Estimée à 10, voire 20 milliards d’euros, une vaste fraude à la TVA exigible sur le marché carbone s’est déroulée en 2008 et 2009.
Comment? Le mécanisme est plutôt simple: un escroc crée une société bidon et importe hors taxes un bien dans un pays A. Il le revend ensuite dans un pays B. Mais en gardant pour lui la TVA qu’il est censé reverser au pays B. Il a bien entendu fait disparaître au préalable sa société fantôme. Les escroqueries à la TVA sont pratiquées depuis fort longtemps sur diverses marchandises. Elles coûtent même 10 milliards d’euros par an à l’État français. Mais dans le cas du marché carbone les biens échangés étaient immatériels, ce qui a permis aux escrocs d’aller très vite et d’engranger des sommes colossales en peu de temps.
«Carbone connexion, TVA, le casse du siècle»
Pour Aline Robert, journaliste et auteure de «Carbone connexion, TVA, le casse du siècle», les personnes qui ont mis en place ce marché, en l’ouvrant à tout un chacun, ont péché par excès de naïveté. «Avoir de la TVA sur un marché financier, cela ne s’était jamais vu! Avec en plus l’absence totale de contrôles, on avait un cocktail parfait pour qu’il y ait des problèmes.»

··········

» CONSIGNE
Mettez à jour le texte sur la fraude à la TVA en remplaçant « pays B » par « pays C ». Commencez aux mots « Comment? Le mécanisme » et arrêtez-vous après « peu de temps. ». Les lignes n'interviennent pas ici.

» LIGNES FOURNIES
··········

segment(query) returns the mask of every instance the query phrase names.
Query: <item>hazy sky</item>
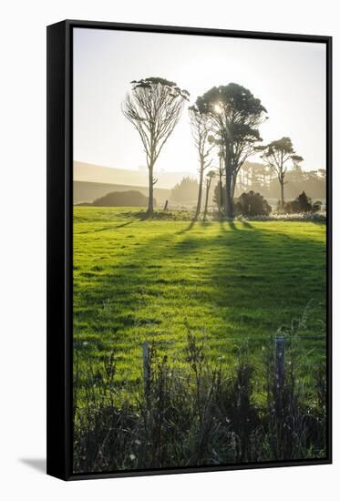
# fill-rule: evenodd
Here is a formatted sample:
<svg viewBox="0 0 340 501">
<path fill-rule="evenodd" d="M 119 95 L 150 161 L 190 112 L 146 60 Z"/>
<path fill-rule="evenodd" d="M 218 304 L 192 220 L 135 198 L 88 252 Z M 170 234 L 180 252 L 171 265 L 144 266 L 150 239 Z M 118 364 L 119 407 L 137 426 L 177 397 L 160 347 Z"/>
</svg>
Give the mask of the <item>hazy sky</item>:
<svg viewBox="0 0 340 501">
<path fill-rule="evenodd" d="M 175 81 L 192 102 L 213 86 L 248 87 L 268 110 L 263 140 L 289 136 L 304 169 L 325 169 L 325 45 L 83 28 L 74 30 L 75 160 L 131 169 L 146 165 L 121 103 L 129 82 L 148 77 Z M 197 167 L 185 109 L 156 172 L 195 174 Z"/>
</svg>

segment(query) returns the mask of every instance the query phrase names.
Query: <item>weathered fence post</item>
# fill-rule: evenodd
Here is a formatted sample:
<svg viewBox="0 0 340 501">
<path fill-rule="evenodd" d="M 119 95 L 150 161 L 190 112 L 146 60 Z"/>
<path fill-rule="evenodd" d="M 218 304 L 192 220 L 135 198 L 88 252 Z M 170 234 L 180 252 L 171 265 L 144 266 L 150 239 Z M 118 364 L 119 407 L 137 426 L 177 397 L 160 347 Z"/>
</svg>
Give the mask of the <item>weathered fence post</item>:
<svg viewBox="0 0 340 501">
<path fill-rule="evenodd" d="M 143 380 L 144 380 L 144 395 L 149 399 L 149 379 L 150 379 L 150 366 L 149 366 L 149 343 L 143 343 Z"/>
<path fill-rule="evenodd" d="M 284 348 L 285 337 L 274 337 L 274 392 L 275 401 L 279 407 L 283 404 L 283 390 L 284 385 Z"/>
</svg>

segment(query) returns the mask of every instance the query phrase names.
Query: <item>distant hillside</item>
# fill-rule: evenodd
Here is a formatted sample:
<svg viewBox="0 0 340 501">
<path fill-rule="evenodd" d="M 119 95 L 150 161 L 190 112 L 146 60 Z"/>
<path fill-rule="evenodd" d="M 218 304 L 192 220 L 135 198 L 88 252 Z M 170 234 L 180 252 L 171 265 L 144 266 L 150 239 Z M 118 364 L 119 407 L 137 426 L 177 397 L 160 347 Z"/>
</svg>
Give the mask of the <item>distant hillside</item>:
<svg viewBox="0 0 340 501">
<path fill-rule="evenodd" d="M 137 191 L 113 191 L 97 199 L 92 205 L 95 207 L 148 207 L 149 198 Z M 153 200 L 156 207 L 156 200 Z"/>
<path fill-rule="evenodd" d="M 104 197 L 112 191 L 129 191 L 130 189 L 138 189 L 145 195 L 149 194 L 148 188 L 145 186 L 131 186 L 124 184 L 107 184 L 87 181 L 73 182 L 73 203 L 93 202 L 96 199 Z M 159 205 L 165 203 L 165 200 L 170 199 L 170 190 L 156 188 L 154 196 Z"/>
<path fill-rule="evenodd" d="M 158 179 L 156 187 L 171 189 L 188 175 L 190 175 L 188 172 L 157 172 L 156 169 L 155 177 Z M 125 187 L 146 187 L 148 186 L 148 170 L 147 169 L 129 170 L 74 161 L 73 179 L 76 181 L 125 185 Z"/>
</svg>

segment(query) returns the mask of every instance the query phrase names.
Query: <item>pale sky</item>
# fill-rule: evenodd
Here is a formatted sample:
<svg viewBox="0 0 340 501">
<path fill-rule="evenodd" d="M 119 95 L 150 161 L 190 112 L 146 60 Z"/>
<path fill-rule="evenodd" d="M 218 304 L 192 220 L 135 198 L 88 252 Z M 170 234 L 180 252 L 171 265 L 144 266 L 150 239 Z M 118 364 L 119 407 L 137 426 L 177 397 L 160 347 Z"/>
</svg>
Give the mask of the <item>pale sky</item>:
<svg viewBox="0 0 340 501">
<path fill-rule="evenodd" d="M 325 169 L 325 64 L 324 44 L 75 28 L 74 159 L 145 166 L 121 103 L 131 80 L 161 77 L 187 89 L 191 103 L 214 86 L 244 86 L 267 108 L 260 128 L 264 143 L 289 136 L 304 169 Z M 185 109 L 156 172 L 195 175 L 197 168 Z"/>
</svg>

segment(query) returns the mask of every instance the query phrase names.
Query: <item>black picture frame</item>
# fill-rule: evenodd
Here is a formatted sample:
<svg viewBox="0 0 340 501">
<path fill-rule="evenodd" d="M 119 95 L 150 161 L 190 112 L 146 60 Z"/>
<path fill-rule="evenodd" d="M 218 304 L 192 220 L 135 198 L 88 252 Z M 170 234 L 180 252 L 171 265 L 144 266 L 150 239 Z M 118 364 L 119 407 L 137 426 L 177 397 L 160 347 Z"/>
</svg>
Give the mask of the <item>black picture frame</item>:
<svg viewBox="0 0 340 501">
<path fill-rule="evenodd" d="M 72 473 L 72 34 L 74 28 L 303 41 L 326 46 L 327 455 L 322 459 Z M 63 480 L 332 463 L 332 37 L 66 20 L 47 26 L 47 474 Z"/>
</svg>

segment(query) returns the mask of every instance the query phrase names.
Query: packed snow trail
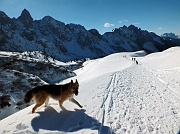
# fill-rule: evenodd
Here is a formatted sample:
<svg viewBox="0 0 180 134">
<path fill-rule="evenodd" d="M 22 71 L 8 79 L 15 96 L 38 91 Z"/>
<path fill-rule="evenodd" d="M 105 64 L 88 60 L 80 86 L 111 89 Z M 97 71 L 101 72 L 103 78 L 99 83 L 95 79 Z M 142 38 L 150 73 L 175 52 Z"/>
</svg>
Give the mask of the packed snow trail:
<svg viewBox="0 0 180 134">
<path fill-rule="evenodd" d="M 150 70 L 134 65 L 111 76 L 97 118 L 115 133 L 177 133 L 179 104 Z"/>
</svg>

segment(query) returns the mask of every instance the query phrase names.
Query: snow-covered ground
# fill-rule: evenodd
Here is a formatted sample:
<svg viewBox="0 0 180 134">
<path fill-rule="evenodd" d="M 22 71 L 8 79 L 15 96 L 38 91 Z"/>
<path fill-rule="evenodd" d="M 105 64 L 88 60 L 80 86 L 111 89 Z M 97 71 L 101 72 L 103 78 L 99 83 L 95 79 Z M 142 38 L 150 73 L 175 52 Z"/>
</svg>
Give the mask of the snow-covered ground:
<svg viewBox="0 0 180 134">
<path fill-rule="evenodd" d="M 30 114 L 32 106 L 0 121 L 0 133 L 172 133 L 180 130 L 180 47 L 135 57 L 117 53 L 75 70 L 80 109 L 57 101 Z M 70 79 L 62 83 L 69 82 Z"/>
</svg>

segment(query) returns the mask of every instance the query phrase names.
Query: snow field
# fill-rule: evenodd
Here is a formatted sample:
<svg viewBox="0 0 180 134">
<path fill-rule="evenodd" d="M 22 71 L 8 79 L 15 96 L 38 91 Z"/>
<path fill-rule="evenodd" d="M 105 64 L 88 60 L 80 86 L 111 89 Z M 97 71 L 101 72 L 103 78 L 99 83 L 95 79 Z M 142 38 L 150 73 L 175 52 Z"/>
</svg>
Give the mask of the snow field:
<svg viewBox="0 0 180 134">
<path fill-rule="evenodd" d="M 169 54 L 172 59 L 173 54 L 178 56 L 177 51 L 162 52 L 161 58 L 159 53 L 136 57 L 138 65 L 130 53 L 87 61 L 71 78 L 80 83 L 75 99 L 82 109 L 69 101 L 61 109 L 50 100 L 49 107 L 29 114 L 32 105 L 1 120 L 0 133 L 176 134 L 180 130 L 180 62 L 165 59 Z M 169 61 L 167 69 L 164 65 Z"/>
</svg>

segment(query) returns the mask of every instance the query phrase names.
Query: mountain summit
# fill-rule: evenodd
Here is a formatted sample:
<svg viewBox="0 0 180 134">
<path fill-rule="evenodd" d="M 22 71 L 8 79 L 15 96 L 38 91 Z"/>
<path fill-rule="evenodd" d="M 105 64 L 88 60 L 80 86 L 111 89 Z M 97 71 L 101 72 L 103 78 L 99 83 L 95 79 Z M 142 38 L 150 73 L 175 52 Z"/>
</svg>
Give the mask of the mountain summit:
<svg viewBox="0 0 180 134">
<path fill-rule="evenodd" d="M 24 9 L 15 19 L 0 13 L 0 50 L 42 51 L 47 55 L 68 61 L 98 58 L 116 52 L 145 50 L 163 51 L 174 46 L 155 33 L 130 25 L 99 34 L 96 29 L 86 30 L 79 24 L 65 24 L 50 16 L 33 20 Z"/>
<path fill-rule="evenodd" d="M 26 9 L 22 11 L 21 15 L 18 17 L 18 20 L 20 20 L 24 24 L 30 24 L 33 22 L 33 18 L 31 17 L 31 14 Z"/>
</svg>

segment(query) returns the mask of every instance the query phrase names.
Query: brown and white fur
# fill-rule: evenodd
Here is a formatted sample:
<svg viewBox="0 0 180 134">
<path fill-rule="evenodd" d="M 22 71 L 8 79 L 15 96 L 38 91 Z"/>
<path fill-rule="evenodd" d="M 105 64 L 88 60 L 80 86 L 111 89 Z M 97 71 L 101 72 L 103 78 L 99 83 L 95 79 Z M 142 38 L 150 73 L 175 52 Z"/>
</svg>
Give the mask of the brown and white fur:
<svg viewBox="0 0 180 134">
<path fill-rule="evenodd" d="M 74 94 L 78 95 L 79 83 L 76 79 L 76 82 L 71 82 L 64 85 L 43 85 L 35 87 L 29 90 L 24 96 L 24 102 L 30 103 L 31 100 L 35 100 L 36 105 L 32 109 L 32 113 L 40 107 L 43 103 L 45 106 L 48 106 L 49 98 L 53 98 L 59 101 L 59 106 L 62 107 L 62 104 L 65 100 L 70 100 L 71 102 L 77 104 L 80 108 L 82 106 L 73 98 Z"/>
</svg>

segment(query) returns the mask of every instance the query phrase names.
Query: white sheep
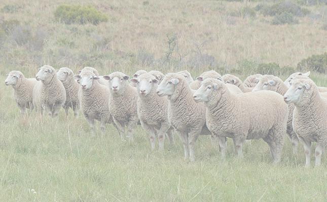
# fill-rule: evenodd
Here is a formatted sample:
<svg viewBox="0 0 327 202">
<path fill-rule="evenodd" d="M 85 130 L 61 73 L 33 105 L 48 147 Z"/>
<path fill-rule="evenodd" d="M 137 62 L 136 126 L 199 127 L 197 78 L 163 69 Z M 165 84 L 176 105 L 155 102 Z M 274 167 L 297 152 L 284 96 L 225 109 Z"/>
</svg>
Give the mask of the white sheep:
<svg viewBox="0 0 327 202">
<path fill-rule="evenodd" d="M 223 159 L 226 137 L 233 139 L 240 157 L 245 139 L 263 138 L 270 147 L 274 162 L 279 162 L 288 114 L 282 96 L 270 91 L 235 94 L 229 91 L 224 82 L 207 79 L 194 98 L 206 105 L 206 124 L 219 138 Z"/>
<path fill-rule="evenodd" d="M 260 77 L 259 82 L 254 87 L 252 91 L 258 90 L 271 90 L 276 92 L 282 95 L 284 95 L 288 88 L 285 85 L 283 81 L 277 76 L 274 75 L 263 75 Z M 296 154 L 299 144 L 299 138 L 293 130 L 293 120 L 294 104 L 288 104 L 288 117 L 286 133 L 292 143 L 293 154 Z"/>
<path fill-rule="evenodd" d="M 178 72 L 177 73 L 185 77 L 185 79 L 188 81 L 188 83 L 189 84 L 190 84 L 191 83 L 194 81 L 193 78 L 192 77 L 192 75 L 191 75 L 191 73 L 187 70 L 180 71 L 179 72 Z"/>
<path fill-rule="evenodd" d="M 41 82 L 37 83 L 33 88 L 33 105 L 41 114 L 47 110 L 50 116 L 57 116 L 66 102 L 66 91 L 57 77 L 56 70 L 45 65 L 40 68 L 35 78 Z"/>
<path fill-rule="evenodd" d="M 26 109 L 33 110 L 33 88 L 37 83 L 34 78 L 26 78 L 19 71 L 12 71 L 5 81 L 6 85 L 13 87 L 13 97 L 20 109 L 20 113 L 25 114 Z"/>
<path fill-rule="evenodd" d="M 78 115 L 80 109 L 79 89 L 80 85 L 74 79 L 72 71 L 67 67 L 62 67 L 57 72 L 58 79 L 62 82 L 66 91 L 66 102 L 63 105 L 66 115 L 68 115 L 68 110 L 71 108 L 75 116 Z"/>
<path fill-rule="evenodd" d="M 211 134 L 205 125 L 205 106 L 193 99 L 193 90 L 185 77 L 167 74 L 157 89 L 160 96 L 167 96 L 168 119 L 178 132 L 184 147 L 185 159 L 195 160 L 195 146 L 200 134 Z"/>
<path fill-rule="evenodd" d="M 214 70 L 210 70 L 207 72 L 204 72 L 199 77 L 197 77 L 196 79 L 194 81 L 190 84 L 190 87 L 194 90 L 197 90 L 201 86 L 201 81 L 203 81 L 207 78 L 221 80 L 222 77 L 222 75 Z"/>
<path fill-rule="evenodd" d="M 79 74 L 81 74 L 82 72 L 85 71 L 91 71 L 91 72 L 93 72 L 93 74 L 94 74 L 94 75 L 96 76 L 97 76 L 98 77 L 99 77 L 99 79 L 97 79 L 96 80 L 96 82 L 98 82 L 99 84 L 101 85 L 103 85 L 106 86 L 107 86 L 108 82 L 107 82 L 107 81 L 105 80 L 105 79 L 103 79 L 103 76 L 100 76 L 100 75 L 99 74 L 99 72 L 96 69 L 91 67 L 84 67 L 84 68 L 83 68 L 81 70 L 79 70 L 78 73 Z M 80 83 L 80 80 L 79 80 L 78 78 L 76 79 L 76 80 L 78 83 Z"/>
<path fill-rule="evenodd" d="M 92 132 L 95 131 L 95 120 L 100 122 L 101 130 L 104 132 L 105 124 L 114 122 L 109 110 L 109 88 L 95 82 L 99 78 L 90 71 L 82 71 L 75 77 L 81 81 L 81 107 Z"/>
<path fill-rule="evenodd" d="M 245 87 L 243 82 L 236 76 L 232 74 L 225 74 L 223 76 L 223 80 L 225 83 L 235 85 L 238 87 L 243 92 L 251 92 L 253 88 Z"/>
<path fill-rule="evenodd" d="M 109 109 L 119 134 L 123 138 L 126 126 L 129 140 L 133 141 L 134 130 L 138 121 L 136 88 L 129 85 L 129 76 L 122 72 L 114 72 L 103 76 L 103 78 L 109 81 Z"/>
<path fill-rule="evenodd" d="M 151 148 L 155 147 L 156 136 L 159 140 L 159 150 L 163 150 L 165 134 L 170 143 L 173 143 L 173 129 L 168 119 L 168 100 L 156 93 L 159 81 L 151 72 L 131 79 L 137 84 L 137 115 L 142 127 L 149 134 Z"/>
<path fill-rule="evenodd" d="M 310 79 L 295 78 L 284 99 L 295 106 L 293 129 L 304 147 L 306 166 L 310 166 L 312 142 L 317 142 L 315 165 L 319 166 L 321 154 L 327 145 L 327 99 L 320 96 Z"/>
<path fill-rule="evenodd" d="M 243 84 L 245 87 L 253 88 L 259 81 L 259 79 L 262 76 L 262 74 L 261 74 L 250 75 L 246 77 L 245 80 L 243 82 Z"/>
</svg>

··········

» CORRIGÉ
Comment? Le mécanisme est plutôt simple: un escroc crée une société bidon et importe hors taxes un bien dans un pays A. Il le revend ensuite dans un pays C. Mais en gardant pour lui la TVA qu’il est censé reverser au pays C. Il a bien entendu fait disparaître au préalable sa société fantôme. Les escroqueries à la TVA sont pratiquées depuis fort longtemps sur diverses marchandises. Elles coûtent même 10 milliards d’euros par an à l’État français. Mais dans le cas du marché carbone les biens échangés étaient immatériels, ce qui a permis aux escrocs d’aller très vite et d’engranger des sommes colossales en peu de temps.